** START **
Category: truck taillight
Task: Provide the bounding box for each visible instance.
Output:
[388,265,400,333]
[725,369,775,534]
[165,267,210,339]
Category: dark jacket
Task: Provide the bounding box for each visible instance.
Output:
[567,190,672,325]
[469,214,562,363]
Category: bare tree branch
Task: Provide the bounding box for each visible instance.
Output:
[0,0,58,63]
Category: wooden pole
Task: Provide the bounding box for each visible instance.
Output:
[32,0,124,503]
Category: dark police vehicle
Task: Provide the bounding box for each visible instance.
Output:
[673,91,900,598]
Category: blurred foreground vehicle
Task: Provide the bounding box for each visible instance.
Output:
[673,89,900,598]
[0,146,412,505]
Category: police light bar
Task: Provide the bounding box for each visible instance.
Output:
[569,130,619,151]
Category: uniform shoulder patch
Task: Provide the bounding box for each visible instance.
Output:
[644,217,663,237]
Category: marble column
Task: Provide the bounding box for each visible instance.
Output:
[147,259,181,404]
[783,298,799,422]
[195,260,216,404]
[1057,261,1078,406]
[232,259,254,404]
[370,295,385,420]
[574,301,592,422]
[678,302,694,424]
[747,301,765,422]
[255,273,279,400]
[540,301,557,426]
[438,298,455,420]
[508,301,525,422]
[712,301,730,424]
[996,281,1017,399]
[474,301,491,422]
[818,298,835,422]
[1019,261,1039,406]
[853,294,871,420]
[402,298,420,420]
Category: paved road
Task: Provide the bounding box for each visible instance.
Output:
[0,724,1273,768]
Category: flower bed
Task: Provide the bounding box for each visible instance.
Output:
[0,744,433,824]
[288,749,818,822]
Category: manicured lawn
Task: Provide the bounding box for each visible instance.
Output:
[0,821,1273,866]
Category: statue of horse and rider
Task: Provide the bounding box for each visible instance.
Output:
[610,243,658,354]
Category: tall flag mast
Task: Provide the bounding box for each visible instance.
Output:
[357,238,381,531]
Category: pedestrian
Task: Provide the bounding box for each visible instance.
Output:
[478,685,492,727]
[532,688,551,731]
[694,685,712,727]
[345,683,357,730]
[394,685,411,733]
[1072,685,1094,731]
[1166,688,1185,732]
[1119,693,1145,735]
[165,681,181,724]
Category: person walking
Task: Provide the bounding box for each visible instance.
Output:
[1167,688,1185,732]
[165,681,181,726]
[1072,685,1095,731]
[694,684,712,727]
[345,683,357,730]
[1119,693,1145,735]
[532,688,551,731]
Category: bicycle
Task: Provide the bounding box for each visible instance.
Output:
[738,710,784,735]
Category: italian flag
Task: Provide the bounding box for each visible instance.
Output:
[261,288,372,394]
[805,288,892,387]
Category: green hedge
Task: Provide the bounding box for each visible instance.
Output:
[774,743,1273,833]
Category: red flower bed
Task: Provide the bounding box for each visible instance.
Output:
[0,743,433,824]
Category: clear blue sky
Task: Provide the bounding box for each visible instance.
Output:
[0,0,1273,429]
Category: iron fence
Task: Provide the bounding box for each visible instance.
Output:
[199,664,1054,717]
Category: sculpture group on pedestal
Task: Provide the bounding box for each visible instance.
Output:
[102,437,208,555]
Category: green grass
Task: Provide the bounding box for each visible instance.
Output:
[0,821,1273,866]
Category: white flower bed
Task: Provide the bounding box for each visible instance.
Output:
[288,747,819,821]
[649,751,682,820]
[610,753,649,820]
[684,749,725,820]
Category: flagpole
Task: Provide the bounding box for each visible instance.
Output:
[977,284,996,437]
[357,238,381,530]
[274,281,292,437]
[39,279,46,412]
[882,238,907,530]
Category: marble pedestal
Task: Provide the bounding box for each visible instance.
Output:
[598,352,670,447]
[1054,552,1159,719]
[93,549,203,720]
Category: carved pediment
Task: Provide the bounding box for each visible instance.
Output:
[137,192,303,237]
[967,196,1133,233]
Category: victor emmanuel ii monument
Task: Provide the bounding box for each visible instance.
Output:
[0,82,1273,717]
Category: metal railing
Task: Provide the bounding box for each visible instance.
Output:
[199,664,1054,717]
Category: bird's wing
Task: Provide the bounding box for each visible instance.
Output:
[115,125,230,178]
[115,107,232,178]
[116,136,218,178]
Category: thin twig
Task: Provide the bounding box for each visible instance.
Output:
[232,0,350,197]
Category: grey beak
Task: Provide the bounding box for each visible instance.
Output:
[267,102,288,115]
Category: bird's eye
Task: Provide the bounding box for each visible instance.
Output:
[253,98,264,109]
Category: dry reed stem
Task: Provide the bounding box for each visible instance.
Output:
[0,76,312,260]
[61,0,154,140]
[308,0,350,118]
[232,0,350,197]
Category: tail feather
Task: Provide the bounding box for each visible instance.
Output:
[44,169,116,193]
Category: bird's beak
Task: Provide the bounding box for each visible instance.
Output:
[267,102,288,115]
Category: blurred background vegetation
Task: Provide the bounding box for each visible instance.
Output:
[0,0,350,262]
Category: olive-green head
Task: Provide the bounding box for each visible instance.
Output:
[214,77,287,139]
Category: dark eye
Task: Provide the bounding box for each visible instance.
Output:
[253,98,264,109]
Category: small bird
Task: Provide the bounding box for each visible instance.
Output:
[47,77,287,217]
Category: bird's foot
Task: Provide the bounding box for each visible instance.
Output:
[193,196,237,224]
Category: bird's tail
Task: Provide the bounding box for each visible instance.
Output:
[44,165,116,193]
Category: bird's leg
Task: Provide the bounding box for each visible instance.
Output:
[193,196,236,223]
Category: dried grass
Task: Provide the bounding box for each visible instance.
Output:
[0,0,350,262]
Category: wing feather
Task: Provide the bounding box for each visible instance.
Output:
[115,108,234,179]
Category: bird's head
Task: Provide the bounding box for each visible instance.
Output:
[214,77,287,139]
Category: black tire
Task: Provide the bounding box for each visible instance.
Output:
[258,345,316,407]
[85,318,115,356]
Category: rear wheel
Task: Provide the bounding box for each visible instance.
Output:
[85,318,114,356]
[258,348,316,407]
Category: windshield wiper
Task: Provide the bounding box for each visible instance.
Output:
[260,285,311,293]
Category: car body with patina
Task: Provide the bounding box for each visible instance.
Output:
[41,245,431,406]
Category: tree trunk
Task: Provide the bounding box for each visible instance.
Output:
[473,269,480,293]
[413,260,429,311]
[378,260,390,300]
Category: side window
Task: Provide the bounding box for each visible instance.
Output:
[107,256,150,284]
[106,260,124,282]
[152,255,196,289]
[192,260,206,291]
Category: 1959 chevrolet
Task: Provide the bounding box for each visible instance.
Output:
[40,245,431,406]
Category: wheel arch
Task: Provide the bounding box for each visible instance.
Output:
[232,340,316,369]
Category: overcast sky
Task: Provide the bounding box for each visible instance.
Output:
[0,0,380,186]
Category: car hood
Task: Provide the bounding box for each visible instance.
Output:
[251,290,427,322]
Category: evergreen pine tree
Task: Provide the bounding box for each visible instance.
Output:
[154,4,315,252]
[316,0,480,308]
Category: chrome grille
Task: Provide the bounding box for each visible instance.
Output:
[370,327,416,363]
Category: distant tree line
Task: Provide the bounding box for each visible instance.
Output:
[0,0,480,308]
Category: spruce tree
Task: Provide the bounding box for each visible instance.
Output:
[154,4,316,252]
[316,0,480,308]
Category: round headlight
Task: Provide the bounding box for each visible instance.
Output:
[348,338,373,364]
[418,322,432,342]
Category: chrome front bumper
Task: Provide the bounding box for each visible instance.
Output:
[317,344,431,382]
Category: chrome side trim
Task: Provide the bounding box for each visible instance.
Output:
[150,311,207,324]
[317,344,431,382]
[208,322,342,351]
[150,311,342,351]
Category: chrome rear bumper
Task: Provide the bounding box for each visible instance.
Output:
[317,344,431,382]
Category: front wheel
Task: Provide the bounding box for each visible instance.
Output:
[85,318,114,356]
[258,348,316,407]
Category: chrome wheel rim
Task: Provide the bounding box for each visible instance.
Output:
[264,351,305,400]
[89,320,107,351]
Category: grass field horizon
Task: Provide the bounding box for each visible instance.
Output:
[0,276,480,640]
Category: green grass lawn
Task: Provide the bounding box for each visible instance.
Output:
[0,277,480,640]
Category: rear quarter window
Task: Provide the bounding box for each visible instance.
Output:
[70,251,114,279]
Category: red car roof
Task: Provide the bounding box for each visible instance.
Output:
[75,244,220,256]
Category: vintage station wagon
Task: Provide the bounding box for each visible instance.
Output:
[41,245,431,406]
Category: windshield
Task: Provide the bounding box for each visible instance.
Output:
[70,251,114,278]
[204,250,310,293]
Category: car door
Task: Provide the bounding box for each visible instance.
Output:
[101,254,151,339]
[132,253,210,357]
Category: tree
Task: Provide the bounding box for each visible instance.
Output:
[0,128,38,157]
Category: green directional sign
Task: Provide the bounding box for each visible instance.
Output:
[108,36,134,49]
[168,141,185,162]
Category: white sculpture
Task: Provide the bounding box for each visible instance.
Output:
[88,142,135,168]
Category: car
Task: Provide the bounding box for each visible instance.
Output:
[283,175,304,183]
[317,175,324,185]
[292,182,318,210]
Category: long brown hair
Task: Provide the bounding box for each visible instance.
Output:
** END **
Transcribe the records exactly, everything from the line containing "Category: blurred foreground vehicle" down to the line containing "[644,217,663,237]", with both of those lines included.

Category: blurred foreground vehicle
Task: Provide the bounding box for each visible instance.
Output:
[673,89,900,598]
[0,146,412,505]
Category: police light bar
Task: Provide the bounding box for each visible instance.
Output:
[569,130,619,151]
Category: uniform shoulder patch
Task: Provide the bounding box for each visible instance.
Output:
[644,217,663,237]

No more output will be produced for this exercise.